- Work order:
Every line from the one containing "TARGET: horse's nostril" to the one containing "TARGET: leather rein" in the records below, both included, must be set down exactly, and no other line.
# # #
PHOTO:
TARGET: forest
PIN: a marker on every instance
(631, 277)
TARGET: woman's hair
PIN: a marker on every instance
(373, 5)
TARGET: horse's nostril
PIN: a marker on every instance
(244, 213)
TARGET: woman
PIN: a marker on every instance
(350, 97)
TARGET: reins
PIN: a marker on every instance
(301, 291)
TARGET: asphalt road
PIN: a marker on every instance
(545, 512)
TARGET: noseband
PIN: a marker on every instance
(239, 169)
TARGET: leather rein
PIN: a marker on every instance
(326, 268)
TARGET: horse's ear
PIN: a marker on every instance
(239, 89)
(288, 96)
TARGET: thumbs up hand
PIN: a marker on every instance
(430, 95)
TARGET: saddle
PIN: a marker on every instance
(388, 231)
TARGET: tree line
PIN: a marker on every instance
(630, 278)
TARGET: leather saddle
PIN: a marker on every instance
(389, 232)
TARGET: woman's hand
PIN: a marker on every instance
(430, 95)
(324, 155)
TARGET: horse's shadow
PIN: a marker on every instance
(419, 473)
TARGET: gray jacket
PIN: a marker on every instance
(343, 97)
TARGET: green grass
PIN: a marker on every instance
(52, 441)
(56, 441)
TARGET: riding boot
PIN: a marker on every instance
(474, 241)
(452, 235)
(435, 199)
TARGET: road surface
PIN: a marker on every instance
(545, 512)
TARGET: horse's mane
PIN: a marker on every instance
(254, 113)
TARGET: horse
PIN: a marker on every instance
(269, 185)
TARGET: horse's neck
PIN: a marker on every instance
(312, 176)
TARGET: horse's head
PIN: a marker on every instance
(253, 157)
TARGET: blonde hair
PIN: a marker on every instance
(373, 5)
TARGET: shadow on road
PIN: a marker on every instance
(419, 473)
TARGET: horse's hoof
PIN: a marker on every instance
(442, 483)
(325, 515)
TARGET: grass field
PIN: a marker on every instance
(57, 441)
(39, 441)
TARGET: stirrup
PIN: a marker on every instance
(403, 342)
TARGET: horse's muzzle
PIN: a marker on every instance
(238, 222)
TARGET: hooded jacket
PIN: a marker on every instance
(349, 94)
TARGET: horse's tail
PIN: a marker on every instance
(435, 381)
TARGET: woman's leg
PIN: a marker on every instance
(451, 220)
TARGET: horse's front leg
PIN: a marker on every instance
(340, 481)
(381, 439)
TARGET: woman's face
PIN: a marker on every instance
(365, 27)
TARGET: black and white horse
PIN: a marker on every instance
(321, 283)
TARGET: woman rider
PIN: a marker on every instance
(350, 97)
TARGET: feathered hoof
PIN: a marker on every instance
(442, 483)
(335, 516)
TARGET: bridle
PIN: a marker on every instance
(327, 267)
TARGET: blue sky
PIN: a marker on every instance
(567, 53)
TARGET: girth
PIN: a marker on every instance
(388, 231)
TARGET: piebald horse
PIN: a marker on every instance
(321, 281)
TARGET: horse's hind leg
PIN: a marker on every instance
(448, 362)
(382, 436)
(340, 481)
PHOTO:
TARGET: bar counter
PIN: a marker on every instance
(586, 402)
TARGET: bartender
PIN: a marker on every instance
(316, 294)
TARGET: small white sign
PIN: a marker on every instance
# # #
- Response:
TARGET: horse's nostril
PIN: a marker on every instance
(244, 213)
TARGET: woman
PIN: a marker on every instance
(350, 97)
TARGET: reins
PIN: a marker on every instance
(301, 291)
TARGET: asphalt road
PIN: a marker on every instance
(545, 512)
TARGET: noseband
PIN: a marker on every instance
(239, 169)
TARGET: leather rein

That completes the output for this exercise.